──────── DATA IN THIS EXERCISE

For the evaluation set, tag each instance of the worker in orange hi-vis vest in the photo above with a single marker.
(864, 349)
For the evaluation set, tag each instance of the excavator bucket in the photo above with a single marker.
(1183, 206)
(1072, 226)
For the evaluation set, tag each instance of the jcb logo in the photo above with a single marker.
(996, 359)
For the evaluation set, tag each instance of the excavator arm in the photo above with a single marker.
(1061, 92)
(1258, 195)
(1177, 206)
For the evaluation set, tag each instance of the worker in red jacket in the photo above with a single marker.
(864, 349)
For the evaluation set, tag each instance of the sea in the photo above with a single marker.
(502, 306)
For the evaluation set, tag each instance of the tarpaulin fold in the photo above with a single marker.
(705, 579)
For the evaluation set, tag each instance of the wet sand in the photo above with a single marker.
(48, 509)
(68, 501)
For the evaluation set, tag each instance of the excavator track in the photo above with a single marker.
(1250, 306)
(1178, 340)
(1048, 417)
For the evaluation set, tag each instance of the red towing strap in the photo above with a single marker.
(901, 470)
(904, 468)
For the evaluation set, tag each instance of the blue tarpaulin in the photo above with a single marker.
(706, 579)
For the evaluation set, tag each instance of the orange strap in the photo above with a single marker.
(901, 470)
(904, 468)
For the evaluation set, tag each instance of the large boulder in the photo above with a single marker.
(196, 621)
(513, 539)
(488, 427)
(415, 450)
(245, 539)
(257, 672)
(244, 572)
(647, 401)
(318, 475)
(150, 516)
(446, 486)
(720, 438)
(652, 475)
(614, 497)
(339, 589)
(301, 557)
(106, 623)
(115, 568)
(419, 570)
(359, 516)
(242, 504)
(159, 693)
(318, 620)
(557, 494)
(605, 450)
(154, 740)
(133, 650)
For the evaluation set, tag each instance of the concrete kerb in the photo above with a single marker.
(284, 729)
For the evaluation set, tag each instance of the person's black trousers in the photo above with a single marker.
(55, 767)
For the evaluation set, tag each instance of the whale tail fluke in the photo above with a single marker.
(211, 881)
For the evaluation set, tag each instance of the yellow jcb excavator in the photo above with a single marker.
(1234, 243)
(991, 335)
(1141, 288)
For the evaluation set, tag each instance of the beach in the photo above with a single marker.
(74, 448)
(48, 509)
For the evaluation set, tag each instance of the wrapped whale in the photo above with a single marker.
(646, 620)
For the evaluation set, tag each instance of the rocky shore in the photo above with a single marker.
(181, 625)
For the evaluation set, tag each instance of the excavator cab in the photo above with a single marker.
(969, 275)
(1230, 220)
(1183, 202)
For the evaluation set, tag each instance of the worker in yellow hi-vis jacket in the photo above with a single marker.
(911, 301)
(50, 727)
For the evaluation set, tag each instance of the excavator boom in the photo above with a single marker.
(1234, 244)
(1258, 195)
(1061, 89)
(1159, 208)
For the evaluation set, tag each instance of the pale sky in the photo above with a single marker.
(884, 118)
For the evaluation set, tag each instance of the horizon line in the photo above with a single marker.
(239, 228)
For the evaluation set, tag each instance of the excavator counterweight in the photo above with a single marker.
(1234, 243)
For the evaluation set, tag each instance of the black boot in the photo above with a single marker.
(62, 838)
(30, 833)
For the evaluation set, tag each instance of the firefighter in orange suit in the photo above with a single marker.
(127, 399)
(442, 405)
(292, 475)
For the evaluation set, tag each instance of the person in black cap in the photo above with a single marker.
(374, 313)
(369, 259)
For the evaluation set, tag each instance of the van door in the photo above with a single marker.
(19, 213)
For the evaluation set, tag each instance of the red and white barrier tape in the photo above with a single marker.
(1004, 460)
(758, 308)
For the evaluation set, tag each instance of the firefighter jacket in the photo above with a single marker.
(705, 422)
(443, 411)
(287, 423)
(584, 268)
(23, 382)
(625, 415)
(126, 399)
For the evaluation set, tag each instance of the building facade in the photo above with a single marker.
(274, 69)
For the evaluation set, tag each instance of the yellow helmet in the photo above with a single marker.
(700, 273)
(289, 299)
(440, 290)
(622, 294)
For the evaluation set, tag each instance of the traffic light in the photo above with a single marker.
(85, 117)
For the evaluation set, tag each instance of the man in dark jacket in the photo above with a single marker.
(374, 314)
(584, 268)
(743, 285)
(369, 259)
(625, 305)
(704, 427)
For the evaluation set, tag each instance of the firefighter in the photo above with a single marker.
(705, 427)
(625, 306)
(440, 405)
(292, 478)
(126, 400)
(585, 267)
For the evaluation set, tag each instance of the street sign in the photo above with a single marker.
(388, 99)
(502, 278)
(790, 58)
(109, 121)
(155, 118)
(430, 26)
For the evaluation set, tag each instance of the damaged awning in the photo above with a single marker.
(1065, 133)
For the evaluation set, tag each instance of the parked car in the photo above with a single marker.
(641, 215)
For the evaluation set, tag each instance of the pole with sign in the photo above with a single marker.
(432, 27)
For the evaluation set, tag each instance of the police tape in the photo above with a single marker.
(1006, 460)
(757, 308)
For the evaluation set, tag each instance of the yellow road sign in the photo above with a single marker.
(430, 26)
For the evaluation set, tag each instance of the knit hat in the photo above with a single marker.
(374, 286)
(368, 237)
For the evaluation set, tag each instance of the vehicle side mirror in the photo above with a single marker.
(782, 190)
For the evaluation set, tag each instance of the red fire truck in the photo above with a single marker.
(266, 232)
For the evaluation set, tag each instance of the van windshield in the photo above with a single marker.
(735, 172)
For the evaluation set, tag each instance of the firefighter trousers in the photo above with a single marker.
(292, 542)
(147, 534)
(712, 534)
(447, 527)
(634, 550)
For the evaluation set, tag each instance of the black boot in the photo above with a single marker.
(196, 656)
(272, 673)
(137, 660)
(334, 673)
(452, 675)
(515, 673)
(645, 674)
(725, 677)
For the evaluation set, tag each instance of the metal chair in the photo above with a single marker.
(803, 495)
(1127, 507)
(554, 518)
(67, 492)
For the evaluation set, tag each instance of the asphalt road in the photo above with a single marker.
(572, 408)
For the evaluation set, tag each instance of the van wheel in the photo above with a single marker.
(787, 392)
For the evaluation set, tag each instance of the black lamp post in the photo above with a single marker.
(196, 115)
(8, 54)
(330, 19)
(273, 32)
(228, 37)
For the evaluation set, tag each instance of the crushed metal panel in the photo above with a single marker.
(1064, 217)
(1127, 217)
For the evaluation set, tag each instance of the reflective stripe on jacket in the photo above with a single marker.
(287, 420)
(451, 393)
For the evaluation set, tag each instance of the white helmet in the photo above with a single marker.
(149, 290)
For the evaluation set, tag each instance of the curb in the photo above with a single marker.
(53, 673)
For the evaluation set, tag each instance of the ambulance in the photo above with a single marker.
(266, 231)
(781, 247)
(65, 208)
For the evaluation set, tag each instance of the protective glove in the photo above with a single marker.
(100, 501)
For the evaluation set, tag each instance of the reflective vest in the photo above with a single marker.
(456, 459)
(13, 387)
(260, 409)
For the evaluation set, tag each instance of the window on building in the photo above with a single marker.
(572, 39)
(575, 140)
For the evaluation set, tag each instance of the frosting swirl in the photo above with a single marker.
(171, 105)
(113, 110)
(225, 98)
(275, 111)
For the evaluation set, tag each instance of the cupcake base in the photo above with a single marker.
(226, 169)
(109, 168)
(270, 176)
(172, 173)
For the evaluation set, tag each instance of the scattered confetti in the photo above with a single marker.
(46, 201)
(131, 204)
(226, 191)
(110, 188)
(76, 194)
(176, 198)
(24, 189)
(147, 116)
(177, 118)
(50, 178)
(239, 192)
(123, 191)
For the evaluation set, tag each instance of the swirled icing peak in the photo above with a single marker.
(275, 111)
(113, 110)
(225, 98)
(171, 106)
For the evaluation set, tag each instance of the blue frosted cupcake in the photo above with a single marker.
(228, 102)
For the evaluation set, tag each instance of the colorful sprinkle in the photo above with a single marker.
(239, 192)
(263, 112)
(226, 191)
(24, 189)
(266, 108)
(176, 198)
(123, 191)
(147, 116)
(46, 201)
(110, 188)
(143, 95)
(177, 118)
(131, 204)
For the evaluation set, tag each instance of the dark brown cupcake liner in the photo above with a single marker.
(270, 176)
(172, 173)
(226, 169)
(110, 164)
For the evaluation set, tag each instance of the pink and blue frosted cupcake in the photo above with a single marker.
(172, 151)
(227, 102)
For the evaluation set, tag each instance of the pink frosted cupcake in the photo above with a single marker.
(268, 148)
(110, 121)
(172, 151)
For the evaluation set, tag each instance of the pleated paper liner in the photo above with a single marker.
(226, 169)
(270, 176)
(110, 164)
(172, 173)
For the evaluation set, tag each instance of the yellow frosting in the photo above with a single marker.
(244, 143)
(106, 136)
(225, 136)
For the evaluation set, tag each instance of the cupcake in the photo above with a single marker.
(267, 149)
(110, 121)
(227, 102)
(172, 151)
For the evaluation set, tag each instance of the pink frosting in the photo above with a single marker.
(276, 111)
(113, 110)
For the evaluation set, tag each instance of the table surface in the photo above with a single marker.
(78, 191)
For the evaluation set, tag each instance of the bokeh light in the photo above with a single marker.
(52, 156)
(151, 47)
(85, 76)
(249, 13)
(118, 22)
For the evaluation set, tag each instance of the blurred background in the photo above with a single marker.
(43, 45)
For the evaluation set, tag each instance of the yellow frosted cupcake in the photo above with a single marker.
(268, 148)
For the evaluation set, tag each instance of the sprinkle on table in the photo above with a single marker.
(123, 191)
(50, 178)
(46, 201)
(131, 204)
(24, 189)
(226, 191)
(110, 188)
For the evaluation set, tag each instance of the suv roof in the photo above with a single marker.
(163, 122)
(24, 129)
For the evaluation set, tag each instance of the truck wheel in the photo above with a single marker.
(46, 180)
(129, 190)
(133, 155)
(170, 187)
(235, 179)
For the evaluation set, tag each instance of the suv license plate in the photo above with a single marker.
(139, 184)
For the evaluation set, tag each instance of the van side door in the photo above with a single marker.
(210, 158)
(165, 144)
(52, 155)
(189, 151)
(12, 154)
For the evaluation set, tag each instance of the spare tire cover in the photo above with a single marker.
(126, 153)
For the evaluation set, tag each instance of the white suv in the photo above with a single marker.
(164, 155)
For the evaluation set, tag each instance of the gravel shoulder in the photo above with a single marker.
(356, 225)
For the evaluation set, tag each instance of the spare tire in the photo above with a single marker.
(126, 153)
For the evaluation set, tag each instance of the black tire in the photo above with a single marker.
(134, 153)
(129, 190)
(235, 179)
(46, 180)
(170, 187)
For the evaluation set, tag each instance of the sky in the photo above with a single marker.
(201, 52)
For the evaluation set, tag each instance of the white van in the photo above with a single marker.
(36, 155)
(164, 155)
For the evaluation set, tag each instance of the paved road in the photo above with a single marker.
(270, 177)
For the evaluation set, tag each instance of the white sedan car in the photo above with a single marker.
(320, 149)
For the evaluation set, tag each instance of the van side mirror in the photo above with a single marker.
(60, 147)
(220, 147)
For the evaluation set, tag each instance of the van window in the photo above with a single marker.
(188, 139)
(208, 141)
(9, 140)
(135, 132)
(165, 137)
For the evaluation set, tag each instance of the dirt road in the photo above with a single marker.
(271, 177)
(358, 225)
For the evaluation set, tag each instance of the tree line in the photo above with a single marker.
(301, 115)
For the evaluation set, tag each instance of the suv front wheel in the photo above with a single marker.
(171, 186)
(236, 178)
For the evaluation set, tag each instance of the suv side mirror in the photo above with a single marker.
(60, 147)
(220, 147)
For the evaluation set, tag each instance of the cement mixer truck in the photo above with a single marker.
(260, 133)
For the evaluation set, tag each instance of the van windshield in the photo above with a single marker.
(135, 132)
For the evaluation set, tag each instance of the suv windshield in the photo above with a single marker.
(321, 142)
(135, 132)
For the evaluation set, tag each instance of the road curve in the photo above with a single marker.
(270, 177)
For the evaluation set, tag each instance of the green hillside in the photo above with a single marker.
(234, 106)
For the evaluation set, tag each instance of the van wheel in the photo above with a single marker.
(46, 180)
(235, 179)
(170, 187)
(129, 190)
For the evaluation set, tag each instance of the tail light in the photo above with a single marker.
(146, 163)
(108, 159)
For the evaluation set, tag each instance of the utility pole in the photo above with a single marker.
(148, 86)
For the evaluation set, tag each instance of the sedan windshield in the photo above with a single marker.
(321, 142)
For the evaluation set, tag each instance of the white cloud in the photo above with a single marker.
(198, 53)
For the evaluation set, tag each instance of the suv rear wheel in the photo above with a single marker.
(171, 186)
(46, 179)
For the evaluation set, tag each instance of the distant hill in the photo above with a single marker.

────────────────

* EXERCISE
Beginning at the line containing "For the evaluation set, tag each instance of the cement", repeat each line exactly through the last line of the entries, and include no other lines.

* RESULT FOR THIS EXERCISE
For the evaluation set, tag each instance of the cement mixer truck in the photo above with a single marker.
(260, 133)
For the evaluation set, tag each instance of the van windshield in the photo above with a single marker.
(135, 132)
For the evaluation set, tag each instance of the suv windshield in the photo above with a single marker.
(321, 142)
(135, 132)
For the evaluation set, tag each instance of the road curve in the photo above with a single marker.
(270, 177)
For the evaluation set, tag each instance of the green hillside in the photo above with a single marker.
(234, 106)
For the evaluation set, tag each instance of the van wheel in the photo above with a single marker.
(46, 180)
(235, 179)
(170, 187)
(129, 190)
For the evaluation set, tag each instance of the tail light in the photo above with a single marker.
(146, 163)
(108, 159)
For the evaluation set, tag each instance of the utility pole in the photo above with a single marker.
(148, 86)
For the evaluation set, tag each instance of the sedan windshield in the photo above with a single marker.
(321, 142)
For the evaluation set, tag each instance of the white cloud in the photo above with a single marker.
(198, 53)
For the evaluation set, tag each instance of the suv rear wheel in the photo above with a single marker.
(171, 186)
(46, 179)
For the evaluation set, tag each instance of the distant hill in the photo above with a single marker.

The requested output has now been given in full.